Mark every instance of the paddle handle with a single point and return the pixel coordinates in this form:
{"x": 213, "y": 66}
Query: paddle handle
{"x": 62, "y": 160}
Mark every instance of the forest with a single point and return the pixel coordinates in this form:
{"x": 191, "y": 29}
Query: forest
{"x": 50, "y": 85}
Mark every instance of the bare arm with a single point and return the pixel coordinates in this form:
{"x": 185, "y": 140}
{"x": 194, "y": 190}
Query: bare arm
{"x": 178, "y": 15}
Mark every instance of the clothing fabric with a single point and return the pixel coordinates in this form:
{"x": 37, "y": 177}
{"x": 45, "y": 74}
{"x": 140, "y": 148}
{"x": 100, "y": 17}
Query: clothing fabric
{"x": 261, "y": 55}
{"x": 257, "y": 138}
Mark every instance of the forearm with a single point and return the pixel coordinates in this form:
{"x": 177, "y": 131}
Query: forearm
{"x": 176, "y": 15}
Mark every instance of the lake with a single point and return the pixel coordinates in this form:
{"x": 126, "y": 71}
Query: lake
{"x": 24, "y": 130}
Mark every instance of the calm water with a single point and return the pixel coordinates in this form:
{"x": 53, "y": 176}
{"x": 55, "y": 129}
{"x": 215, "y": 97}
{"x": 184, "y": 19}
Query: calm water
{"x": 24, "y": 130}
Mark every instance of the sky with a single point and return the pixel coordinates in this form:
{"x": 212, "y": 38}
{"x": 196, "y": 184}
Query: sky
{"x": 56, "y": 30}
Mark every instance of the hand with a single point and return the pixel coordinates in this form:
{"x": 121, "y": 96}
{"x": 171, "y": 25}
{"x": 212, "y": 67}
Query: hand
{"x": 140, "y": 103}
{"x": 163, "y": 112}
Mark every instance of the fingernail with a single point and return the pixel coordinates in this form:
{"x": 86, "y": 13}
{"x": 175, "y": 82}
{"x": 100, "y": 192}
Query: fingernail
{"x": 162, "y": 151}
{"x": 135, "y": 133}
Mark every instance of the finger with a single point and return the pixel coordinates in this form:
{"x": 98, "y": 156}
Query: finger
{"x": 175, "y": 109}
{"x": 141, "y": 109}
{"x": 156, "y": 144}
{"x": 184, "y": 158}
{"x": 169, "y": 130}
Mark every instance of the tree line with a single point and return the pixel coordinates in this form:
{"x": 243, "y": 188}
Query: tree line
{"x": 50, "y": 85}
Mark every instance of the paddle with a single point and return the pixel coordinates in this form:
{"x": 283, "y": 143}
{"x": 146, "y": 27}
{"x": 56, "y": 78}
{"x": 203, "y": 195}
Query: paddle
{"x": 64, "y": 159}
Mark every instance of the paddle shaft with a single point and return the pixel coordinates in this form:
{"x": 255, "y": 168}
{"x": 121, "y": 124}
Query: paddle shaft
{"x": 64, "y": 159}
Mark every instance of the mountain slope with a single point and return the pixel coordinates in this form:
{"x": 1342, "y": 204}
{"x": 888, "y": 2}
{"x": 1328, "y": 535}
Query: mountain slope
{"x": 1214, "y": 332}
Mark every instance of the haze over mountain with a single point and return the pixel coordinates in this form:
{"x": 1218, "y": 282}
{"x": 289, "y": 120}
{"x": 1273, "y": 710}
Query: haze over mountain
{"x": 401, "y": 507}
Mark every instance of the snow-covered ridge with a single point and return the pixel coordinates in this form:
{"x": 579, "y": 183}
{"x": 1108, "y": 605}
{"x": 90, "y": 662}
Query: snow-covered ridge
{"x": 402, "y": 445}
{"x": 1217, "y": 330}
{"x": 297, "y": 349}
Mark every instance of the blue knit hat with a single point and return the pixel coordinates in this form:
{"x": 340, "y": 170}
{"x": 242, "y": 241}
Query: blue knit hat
---------------
- _REQUIREMENT_: Rewrite the lines from the one containing "Mark every instance of the snow-covered" through the last line, swapping "snow-covered ridge" for "icy ridge" and leaving everything else as it is.

- _REPLY_:
Mark every instance of the icy ridge with a single point and return the pixel coordinates in this form:
{"x": 579, "y": 183}
{"x": 1108, "y": 605}
{"x": 90, "y": 662}
Query: icy ridge
{"x": 402, "y": 445}
{"x": 1217, "y": 330}
{"x": 297, "y": 349}
Mark every instance of the blue knit hat with a single point and return the pixel coordinates in this form:
{"x": 340, "y": 170}
{"x": 242, "y": 241}
Query: blue knit hat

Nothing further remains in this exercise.